## start

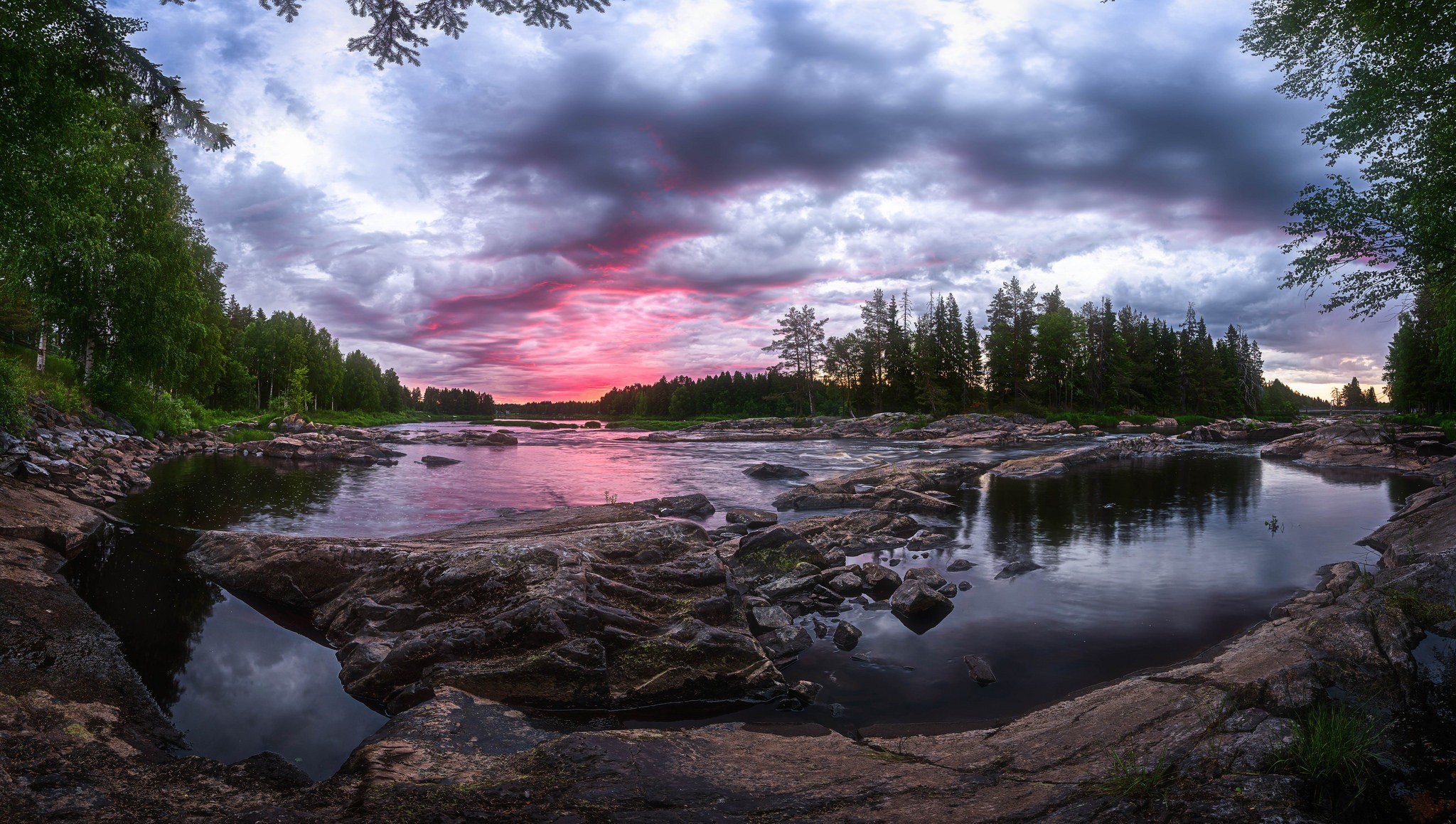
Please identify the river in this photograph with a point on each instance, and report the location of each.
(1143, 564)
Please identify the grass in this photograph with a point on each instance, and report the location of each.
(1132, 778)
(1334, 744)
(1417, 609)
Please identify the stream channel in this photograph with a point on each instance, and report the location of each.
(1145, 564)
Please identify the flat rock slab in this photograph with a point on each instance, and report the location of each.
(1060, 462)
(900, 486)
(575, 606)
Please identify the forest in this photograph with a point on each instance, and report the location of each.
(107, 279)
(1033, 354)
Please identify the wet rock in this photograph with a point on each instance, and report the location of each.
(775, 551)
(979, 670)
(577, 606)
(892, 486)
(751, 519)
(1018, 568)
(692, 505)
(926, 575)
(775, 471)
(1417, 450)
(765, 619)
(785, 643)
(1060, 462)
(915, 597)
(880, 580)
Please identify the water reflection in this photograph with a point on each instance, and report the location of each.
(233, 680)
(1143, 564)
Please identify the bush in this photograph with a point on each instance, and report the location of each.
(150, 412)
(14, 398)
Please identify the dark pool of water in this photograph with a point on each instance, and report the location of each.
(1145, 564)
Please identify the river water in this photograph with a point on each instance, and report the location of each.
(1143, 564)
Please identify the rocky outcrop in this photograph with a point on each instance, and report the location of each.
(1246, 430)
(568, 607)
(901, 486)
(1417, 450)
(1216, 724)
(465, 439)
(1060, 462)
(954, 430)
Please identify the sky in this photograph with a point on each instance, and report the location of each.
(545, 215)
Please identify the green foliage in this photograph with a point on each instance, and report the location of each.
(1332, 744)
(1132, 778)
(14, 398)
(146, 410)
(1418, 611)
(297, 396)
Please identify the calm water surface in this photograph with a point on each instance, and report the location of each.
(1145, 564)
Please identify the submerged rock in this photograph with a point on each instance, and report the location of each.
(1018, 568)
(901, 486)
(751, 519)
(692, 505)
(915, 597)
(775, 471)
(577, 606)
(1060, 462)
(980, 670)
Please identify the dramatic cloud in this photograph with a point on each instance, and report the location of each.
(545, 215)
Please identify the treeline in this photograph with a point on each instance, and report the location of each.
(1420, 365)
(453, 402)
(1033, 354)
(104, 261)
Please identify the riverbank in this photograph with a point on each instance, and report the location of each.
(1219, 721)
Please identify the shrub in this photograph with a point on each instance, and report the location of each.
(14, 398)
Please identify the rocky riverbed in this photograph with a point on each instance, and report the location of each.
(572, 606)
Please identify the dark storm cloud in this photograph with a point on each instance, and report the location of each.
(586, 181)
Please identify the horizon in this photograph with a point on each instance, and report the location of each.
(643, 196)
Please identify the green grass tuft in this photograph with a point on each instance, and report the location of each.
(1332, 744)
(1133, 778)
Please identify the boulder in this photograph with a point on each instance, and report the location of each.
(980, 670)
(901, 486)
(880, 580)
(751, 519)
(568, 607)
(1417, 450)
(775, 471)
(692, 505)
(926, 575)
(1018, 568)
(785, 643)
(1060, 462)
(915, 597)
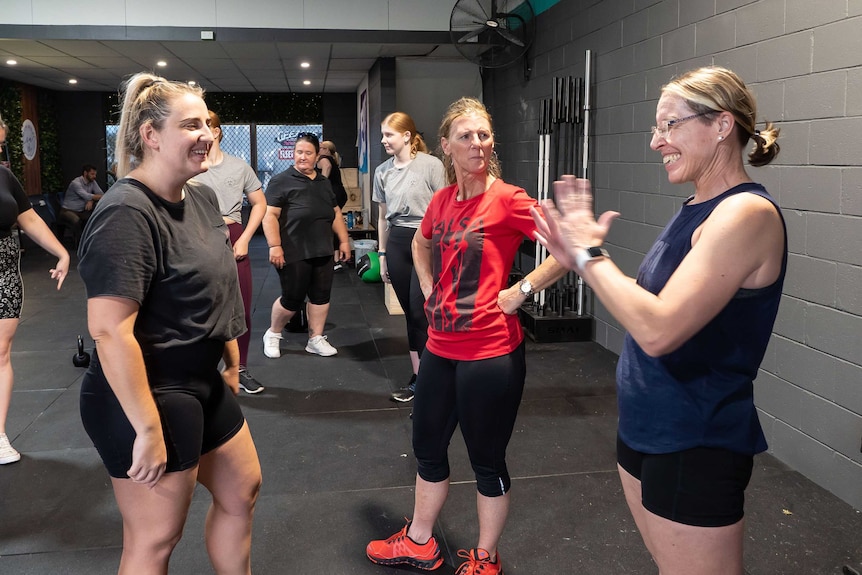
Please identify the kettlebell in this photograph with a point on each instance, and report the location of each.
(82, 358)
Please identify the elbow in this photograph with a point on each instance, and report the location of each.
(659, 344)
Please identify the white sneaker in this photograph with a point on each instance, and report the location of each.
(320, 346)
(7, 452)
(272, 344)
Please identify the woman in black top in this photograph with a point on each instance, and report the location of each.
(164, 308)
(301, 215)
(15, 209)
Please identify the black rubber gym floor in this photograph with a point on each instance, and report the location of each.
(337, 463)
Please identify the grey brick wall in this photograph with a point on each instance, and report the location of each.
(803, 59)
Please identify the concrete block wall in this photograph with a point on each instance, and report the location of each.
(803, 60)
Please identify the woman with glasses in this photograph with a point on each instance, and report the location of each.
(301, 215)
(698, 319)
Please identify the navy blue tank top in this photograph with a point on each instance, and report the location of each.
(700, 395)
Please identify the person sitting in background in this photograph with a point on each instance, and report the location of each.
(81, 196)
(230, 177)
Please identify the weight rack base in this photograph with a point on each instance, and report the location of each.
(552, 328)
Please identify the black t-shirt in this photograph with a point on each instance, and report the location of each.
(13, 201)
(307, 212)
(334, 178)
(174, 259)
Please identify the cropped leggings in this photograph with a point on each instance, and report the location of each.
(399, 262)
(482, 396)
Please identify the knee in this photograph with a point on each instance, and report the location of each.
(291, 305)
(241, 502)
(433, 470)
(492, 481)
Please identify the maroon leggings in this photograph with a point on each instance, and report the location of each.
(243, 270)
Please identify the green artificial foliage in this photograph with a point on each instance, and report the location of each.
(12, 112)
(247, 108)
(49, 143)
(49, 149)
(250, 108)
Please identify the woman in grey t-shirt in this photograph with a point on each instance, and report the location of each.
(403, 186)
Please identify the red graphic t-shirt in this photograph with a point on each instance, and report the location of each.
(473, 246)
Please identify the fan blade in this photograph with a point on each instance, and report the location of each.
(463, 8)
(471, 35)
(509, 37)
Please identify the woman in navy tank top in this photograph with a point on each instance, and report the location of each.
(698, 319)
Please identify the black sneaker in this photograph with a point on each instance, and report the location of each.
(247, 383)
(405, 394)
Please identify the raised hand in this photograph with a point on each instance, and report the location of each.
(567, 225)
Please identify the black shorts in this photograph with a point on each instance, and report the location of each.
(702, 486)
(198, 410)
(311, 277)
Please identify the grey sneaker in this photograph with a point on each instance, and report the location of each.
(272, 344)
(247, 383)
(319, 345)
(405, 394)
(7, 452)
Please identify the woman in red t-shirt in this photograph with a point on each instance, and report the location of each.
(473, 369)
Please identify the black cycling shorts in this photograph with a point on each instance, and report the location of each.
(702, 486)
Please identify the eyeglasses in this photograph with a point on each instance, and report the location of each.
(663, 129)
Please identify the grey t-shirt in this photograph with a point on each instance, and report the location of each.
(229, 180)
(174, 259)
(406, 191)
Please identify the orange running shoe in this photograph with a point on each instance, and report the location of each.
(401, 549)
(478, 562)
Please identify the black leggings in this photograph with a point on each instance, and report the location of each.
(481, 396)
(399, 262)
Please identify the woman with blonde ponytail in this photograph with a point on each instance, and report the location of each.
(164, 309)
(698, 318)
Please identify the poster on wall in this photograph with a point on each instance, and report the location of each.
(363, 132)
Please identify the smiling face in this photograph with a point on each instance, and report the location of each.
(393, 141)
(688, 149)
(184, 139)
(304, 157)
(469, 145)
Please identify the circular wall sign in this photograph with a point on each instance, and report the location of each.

## end
## start

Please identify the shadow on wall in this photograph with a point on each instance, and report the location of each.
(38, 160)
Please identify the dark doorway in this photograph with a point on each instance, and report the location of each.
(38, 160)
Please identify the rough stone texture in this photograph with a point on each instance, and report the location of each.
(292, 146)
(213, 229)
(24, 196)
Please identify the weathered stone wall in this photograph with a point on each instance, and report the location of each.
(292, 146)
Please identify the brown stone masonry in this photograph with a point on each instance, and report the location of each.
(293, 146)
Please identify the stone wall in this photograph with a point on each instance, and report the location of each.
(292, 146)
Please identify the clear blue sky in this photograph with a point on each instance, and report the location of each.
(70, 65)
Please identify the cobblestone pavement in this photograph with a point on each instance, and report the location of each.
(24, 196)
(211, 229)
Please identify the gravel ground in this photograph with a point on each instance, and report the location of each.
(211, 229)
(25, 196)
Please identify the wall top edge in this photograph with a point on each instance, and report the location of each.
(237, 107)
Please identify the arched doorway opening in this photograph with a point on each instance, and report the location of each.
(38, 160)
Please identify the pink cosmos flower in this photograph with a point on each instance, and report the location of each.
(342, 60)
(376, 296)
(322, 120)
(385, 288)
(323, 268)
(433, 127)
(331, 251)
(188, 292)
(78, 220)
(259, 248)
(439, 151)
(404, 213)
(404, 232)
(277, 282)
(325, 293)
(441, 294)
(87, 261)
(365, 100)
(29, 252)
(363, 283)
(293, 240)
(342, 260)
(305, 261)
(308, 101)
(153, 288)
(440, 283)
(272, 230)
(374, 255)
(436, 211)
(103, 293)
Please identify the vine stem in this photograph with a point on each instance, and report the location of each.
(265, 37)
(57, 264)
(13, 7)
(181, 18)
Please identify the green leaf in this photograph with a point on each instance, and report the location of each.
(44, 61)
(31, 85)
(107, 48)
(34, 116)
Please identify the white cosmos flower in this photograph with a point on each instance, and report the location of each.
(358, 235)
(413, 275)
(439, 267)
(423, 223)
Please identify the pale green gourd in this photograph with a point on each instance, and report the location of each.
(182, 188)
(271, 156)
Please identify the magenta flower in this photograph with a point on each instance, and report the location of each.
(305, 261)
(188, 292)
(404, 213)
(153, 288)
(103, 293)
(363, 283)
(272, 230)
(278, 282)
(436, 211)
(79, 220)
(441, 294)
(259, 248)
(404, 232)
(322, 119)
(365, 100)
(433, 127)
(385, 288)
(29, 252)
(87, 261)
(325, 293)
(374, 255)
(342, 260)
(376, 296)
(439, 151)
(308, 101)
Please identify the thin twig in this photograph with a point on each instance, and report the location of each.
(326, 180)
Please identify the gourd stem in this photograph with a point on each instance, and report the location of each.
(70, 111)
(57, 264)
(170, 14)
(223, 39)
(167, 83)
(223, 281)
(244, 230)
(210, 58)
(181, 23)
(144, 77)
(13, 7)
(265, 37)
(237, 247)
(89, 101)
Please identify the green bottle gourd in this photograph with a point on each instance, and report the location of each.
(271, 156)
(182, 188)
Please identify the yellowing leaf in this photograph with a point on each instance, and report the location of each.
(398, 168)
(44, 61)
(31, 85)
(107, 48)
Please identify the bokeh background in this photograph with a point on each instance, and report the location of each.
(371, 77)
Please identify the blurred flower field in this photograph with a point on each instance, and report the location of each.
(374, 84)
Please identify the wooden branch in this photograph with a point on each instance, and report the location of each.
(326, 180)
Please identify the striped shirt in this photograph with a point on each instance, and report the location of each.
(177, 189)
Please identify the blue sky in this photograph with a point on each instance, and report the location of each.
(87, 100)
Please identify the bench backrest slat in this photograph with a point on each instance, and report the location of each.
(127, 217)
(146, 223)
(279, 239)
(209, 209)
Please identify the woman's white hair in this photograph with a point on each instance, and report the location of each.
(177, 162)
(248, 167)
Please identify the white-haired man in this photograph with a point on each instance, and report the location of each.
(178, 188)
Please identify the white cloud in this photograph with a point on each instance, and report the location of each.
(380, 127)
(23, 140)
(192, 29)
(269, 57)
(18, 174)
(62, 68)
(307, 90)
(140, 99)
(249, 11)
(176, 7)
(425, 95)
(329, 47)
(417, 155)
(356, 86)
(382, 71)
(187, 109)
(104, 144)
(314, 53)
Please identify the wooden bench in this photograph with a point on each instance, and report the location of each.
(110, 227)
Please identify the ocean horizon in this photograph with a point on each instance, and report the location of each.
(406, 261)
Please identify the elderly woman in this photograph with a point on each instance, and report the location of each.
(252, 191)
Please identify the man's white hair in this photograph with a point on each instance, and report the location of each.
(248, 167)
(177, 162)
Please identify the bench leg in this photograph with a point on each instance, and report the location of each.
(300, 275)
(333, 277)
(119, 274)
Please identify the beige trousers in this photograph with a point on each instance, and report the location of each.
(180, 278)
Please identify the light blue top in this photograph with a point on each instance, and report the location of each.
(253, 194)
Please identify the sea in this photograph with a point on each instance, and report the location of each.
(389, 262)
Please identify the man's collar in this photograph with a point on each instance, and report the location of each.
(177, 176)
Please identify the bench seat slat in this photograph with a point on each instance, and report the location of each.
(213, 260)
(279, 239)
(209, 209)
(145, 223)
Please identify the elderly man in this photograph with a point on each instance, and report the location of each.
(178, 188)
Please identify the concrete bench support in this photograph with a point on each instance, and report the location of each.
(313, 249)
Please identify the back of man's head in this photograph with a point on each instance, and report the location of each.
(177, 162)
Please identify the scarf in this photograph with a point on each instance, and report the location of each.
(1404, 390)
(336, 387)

## end

— What you have to do —
Select and copy every line in both blocks of data above that contains the word "wall", treating uppercase and lowercase letters as different.

— Worked answer —
Please identify the grey brick wall in this photograph with a point on each instance, and report the location of each.
Please identify the concrete block wall in this photograph with a point on each instance, and report the location of each.
Please identify the poster on wall in this photograph with a point on each instance, and report the location of each.
Please identify the circular wall sign in this photograph with a point on each instance, and report the location of each.
Please identify the shadow on wall in this photograph with a point on each instance, and report the location of each.
Please identify the weathered stone wall in this photograph with a point on each instance, and report the location of each.
Please identify the stone wall in this photograph with a point on each instance, and report the location of each.
Please identify the wall top edge in this photograph with a point on each instance, and report the location of each.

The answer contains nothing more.